── Extrait du texte ──

Il a suffi d’une nuit. Emanuelle Bidou, France-Belgique, 2023, 90 minutes.
On ne meurt plus du sida, grâce aux nouvelles thérapies, en France du moins. Mais ce n’est pas vrai du monde entier. En Afrique en particulier, les médicaments sont bien trop chers pour être accessibles au plus grand nombre. Femmes et enfants continuent de payer un lourd tribut à la maladie.
Avec ce film Emanuelle Bidou fait en quelque sorte son coming out. Depuis la découverte de sa séropositivité elle évoque les différentes étapes de sa vie personnelle, sa vie amoureuse surtout, les étapes qui ont été impactées par le virus. Malgré l’évolution indéniable et positive des représentations sociales de la maladie, il n’a jamais été facile de vivre comme tout le monde quand on est contraint de suivre quotidiennement des prescriptions médicales lourdes et lorsque la hantise de la transmission à d’autres, aux enfants aux proches aux amoureux, ne peut pas simplement être oubliée grâce au progrès de la médecine. Être séropositif est toujours un handicap.
A côté des aléas de sa propre vie Emanuelle Bidou va rencontrer d’autres personnes qui vivent comme elles avec la présence en eux du HIV. En commençant par les grands ancêtres, Hervé Guibert et Jean-Luc Lagarce plus précisément, qui ne sont plus là pour venir témoigner directement mais dont l’œuvre est mobilisée pour combler leur absence, D’où la citation toujours émouvante de La Pudeur et l’impudeur en particulier.
En dehors du cas de cet homme homophile victime comme son père de ce qui a été appelé le scandale du sang contaminé, les autres témoins fond, pourrait-on dire, partie d’une certaine banalité. Toxicomanes ou homosexuels, ils invoquent sans honte et sans culpabilité l’origine de l’infection. Mais au fond, le film n’est pas une enquête sur la façon dont ils ont contracté le virus, mais plus sereinement, sur les modalités de ce vivre avec, avec ces contraintes matérielles mais surtout les répercussions psychologiques et mentales. Vivre avec le sida c’est ne pas vivre comme tout le monde ses relations avec les autres. Une vie « presque normale ».

───

[Exercice]
Poursuivez, s'il vous plaît, la critique du film « Il a suffi d'une nuit » après sa dernière phrase. Les données qui suivent n'ont aucun rapport avec la critique du film « Il a suffi d'une nuit ».

── Liste des données ──

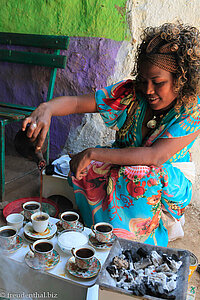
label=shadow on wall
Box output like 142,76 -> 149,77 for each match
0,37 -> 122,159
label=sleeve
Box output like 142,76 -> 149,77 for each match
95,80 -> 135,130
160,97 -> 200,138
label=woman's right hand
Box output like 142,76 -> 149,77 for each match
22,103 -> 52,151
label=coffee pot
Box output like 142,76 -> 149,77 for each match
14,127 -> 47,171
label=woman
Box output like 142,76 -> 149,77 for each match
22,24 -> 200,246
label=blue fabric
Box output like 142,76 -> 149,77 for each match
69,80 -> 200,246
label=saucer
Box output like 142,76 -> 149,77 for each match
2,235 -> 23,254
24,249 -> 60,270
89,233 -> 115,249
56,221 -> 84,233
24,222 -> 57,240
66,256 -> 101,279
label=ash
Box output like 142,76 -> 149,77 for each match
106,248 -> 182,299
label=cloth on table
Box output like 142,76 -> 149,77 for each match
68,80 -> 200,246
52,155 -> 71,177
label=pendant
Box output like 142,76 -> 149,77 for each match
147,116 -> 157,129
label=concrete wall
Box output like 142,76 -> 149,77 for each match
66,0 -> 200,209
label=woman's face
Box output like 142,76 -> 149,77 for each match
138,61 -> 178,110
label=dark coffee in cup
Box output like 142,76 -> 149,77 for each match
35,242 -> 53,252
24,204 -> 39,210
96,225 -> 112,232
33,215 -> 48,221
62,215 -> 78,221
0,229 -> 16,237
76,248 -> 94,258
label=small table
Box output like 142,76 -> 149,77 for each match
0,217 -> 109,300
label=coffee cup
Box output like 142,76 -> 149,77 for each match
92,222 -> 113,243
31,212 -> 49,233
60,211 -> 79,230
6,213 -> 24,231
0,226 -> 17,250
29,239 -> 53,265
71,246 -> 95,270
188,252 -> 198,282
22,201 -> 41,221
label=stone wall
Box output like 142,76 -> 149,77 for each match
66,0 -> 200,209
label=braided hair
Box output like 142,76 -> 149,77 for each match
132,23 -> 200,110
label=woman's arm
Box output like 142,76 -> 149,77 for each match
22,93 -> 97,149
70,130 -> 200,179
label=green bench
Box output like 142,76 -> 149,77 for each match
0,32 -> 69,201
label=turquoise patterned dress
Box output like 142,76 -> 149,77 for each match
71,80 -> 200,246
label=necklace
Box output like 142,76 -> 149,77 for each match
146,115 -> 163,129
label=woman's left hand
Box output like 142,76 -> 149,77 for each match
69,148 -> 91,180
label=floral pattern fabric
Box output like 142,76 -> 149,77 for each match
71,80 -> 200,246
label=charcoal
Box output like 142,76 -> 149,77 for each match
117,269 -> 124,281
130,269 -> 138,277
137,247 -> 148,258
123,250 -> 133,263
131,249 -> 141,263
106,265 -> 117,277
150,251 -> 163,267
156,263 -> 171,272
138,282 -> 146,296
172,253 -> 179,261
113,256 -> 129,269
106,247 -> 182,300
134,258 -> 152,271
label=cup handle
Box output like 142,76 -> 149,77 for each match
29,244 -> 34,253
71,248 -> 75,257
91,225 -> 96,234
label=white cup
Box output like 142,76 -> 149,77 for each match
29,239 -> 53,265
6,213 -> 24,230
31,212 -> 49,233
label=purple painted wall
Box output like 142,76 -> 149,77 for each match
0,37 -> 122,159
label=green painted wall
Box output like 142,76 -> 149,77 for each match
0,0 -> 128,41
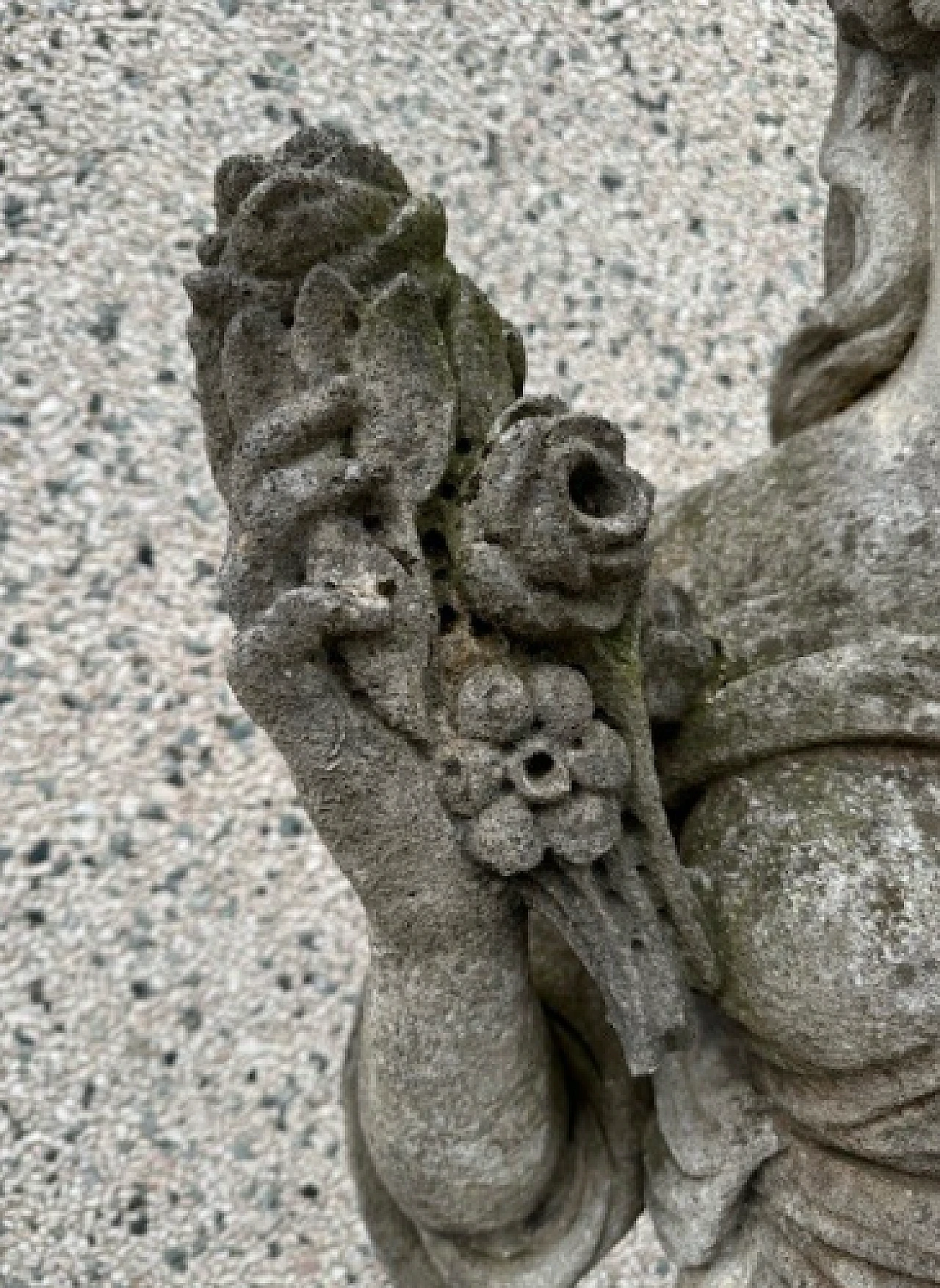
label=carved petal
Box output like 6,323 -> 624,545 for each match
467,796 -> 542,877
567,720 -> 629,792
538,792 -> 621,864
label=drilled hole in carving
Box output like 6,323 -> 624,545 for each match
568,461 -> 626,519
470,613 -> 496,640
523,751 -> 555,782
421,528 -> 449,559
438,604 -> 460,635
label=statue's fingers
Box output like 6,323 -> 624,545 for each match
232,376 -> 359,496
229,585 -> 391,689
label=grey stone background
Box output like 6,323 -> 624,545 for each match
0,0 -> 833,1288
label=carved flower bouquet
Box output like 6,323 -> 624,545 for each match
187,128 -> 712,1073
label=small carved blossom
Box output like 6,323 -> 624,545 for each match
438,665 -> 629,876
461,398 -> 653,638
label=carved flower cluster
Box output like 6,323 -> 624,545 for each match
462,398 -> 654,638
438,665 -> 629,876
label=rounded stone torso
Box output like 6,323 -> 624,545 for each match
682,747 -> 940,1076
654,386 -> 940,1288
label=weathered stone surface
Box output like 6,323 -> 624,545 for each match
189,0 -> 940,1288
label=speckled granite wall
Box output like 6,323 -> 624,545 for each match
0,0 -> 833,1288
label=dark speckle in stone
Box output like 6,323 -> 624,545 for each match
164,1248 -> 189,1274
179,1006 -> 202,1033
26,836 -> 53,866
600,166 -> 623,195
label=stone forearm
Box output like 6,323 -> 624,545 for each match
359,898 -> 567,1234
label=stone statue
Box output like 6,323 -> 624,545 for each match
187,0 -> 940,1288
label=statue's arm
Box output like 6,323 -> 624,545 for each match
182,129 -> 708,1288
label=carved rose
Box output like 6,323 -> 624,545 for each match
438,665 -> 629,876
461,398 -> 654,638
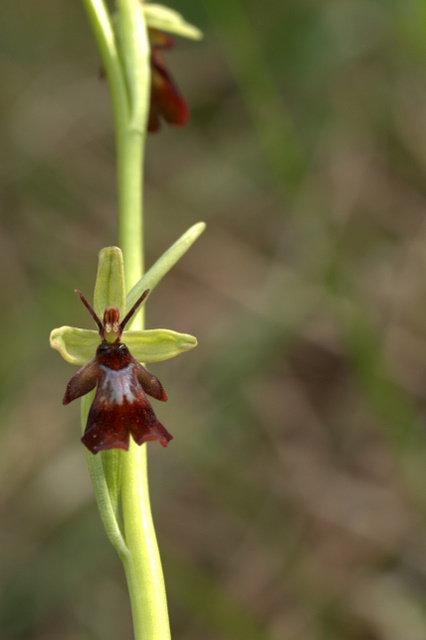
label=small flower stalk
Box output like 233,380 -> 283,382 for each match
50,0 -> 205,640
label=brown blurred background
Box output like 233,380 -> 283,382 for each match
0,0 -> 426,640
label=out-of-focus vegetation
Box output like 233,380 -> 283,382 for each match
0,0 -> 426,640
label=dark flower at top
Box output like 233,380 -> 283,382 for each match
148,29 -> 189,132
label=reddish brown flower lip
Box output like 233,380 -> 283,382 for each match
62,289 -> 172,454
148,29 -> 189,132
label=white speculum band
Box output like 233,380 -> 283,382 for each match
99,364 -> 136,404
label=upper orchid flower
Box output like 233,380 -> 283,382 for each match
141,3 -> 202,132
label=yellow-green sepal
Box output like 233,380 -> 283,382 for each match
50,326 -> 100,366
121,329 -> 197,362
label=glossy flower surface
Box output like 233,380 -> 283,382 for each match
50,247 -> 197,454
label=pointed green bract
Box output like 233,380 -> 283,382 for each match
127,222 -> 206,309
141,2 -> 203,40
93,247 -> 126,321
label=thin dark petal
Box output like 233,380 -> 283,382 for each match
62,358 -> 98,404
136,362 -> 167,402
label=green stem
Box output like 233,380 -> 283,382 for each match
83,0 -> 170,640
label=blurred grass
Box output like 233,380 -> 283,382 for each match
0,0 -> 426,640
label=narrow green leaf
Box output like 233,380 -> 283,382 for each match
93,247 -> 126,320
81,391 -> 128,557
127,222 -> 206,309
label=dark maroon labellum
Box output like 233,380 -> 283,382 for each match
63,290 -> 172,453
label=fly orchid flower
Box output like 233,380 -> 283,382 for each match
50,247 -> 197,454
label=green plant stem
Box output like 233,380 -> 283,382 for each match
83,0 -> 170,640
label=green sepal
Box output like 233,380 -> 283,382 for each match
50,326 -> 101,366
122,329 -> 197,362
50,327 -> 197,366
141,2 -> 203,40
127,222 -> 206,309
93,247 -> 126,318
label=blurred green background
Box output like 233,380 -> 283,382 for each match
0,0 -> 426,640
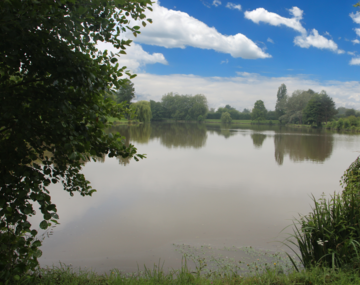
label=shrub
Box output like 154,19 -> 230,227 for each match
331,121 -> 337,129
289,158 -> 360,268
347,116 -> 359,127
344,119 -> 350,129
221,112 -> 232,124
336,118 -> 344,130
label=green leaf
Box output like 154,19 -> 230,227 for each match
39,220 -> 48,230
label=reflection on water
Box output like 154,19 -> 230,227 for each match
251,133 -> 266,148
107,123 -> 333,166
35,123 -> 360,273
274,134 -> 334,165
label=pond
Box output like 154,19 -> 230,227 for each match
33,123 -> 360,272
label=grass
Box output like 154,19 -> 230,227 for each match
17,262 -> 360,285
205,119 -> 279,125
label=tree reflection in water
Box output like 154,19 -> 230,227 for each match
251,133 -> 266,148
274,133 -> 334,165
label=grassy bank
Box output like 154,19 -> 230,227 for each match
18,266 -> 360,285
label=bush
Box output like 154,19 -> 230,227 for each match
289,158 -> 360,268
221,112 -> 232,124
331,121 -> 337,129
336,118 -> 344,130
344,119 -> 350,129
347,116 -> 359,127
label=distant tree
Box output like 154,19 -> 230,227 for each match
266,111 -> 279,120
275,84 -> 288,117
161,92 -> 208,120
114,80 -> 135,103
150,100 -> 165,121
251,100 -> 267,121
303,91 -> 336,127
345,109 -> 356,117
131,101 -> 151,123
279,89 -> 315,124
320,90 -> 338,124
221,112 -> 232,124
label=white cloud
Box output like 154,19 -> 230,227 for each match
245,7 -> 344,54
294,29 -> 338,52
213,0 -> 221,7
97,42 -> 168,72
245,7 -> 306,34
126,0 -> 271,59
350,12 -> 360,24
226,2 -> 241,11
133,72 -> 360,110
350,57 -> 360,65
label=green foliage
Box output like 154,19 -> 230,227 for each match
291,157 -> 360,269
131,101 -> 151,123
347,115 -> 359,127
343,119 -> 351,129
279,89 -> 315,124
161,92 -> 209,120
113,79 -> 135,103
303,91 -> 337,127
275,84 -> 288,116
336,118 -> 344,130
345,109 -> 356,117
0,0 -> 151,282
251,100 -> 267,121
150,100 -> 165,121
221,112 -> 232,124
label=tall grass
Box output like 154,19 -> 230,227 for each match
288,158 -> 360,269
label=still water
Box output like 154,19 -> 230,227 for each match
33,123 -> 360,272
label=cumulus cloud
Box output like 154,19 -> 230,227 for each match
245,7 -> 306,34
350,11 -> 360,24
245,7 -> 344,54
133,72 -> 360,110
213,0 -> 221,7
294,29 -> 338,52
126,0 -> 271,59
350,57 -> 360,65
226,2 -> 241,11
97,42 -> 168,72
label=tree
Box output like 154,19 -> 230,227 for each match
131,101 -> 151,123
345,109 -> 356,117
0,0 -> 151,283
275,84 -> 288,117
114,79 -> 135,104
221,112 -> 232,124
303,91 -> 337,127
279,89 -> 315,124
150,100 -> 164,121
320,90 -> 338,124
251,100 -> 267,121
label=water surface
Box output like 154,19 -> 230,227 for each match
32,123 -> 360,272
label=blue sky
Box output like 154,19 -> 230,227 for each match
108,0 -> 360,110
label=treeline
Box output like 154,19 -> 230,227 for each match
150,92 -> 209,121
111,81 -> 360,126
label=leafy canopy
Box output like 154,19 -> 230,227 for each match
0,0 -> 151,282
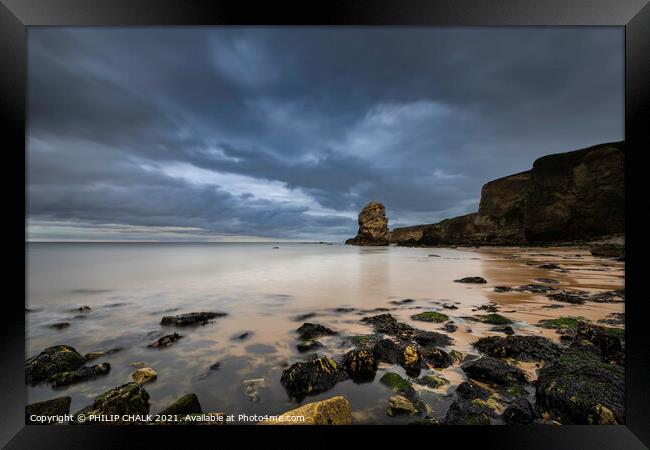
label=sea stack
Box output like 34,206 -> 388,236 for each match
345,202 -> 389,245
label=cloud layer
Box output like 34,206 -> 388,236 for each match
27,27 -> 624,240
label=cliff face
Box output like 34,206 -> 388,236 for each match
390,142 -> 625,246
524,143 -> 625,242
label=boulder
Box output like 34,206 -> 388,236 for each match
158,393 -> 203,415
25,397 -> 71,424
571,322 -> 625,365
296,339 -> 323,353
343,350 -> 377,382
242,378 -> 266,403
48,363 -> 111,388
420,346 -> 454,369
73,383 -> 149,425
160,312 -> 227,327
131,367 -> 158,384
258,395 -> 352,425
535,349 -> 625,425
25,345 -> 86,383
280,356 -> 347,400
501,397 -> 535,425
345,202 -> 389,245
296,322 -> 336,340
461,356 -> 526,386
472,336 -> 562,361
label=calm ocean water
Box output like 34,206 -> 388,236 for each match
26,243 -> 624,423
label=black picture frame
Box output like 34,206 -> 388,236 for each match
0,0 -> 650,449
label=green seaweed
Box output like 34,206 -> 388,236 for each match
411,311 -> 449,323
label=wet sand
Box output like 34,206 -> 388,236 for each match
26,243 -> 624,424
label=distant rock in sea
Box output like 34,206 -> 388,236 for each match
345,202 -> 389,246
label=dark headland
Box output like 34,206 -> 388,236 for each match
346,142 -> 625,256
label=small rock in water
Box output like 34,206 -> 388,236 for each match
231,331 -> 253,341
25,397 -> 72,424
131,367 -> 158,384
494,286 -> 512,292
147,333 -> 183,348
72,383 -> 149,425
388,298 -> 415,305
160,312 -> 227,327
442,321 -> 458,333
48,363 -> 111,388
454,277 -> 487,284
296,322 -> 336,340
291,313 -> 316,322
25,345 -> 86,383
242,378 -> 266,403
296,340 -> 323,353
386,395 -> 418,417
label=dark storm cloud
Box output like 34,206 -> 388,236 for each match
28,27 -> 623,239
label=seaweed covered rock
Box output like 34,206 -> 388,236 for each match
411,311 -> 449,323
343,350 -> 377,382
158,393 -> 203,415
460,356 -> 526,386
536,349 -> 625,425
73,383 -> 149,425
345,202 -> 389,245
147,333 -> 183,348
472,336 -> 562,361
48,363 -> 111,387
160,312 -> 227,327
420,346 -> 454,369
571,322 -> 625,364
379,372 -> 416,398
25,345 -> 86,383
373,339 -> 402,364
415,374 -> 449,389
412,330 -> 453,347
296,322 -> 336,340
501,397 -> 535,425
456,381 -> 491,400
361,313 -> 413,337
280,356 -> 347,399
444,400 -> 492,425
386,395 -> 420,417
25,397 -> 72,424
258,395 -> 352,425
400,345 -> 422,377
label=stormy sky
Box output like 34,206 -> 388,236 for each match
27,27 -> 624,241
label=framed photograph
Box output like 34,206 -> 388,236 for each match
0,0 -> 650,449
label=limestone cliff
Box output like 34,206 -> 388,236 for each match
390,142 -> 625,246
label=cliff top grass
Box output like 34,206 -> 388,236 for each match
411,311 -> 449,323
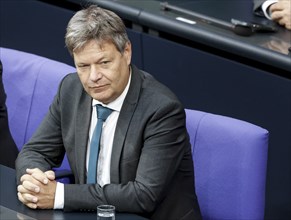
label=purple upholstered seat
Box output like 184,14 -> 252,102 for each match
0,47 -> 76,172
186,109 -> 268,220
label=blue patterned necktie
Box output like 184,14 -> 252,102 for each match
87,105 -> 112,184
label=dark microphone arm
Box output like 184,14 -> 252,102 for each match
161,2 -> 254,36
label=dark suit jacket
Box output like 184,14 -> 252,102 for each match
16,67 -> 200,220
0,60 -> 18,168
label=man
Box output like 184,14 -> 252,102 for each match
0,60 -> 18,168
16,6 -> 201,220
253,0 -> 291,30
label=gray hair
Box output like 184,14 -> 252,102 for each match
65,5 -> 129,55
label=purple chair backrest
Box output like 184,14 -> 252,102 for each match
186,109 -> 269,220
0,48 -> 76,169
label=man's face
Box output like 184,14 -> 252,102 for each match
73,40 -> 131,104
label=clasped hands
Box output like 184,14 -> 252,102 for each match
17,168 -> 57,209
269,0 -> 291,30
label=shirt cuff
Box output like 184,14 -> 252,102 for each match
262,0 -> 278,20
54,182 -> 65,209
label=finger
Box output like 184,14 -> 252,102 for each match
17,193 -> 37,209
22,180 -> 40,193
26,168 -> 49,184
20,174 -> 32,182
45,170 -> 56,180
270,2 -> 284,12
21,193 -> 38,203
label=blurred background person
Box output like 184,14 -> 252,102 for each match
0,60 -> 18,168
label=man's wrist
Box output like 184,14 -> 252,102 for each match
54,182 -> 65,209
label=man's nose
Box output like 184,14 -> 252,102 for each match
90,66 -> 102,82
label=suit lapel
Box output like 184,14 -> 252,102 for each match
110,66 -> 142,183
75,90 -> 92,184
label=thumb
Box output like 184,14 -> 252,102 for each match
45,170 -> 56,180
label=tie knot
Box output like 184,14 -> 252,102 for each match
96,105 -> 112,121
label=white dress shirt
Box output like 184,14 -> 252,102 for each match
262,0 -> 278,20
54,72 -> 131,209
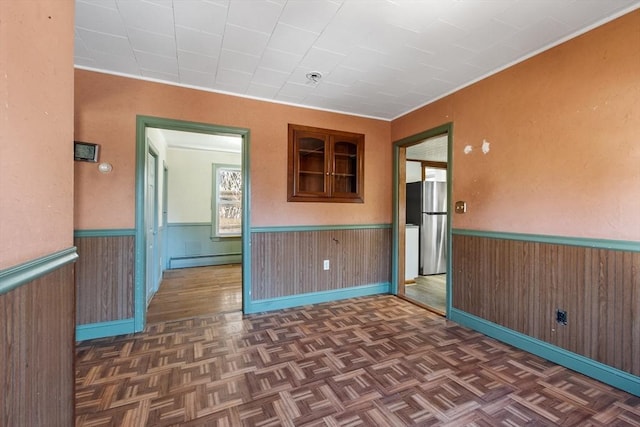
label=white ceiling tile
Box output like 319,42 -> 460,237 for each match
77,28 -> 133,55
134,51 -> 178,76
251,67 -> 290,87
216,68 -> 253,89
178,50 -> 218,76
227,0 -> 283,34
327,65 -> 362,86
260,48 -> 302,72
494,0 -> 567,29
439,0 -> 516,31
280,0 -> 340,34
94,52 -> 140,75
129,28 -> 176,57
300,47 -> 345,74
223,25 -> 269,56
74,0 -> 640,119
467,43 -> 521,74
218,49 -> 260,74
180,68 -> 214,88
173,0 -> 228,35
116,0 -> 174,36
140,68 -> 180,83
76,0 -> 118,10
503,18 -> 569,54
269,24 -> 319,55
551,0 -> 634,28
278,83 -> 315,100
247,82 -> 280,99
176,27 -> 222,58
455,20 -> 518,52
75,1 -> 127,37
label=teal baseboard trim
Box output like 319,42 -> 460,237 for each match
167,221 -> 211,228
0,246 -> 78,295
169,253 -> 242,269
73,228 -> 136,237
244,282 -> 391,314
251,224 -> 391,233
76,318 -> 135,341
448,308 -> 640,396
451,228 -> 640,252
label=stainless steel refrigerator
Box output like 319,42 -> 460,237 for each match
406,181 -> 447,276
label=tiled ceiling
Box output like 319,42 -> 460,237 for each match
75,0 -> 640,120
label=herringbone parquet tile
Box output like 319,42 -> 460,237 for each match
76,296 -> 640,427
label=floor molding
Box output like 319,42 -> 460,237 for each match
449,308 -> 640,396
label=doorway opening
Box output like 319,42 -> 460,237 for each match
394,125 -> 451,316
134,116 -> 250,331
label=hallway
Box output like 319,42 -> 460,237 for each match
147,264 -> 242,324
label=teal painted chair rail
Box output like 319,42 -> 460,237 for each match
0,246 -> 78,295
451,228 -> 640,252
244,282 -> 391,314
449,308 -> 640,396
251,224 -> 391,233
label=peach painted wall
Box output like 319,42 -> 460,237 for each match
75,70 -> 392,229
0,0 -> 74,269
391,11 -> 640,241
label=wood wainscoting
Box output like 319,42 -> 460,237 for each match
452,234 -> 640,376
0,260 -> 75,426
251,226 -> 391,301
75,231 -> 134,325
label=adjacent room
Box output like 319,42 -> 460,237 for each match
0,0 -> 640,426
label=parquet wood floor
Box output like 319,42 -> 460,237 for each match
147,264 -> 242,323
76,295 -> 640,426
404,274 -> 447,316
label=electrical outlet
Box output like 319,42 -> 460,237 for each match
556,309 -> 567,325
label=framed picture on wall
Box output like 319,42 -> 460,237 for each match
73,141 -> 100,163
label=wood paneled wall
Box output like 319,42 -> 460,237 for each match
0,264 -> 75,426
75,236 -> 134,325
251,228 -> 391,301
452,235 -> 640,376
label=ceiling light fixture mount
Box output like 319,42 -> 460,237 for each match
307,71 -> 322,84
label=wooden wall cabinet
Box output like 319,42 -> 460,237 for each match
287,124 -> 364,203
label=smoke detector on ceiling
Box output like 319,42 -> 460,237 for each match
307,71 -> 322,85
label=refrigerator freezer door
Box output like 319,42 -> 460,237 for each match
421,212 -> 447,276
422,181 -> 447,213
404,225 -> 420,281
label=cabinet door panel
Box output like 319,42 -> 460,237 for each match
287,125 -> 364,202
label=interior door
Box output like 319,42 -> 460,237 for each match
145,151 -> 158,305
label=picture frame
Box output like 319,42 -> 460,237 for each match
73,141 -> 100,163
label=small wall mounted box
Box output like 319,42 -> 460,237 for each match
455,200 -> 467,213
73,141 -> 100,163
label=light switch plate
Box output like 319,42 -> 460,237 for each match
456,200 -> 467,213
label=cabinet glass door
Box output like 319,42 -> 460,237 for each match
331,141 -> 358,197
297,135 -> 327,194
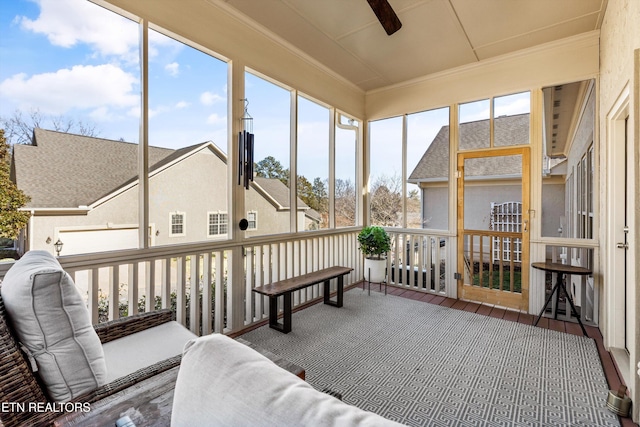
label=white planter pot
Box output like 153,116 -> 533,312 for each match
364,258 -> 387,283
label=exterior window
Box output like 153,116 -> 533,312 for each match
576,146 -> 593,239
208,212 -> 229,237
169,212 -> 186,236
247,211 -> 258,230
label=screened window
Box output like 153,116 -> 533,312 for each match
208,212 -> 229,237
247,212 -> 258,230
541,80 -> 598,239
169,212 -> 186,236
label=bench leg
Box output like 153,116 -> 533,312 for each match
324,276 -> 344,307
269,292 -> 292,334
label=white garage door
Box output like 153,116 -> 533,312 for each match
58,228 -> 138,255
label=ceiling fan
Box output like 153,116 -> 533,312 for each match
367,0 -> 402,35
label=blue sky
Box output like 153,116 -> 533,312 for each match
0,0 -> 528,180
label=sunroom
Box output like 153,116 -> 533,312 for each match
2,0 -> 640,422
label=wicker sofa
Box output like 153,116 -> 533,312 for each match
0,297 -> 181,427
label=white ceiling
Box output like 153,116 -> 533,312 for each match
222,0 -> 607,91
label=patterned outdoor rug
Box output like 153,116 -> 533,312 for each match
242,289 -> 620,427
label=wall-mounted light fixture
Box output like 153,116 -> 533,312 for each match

───

[Corrigé]
Emanuelle Bidou ne présente pas son cas personnel comme un modèle. Elle en montre tout simplement, sans dramatisation excessive, toutes les dimensions, dans les rencontres amoureuses, dans la joie de pouvoir enfin avoir un enfant qui pourra naître sans être déjà porteur du virus et dans la relation de confiance avec son médecin présentée comme exceptionnelle et dont la rencontre a été déterminante dans sa lutte contre la maladie. La séquence dans laquelle Emanuelle apprend la retraite prochaine de la soignante est un modèle du genre, hommage au dévouement du personnel soignant et mise en avant d’un modèle d’exercice de la médecine profondément humain, au service de ceux qui ne pourraient survivre sans s’appuyer sur leur dévouement.
Le film d’Emanuelle Bidou n’est pas un cri de révolte contre une fatalité qui pourrait être vécue comme une injustice, c’est bien plutôt un cri de foi dans la vie.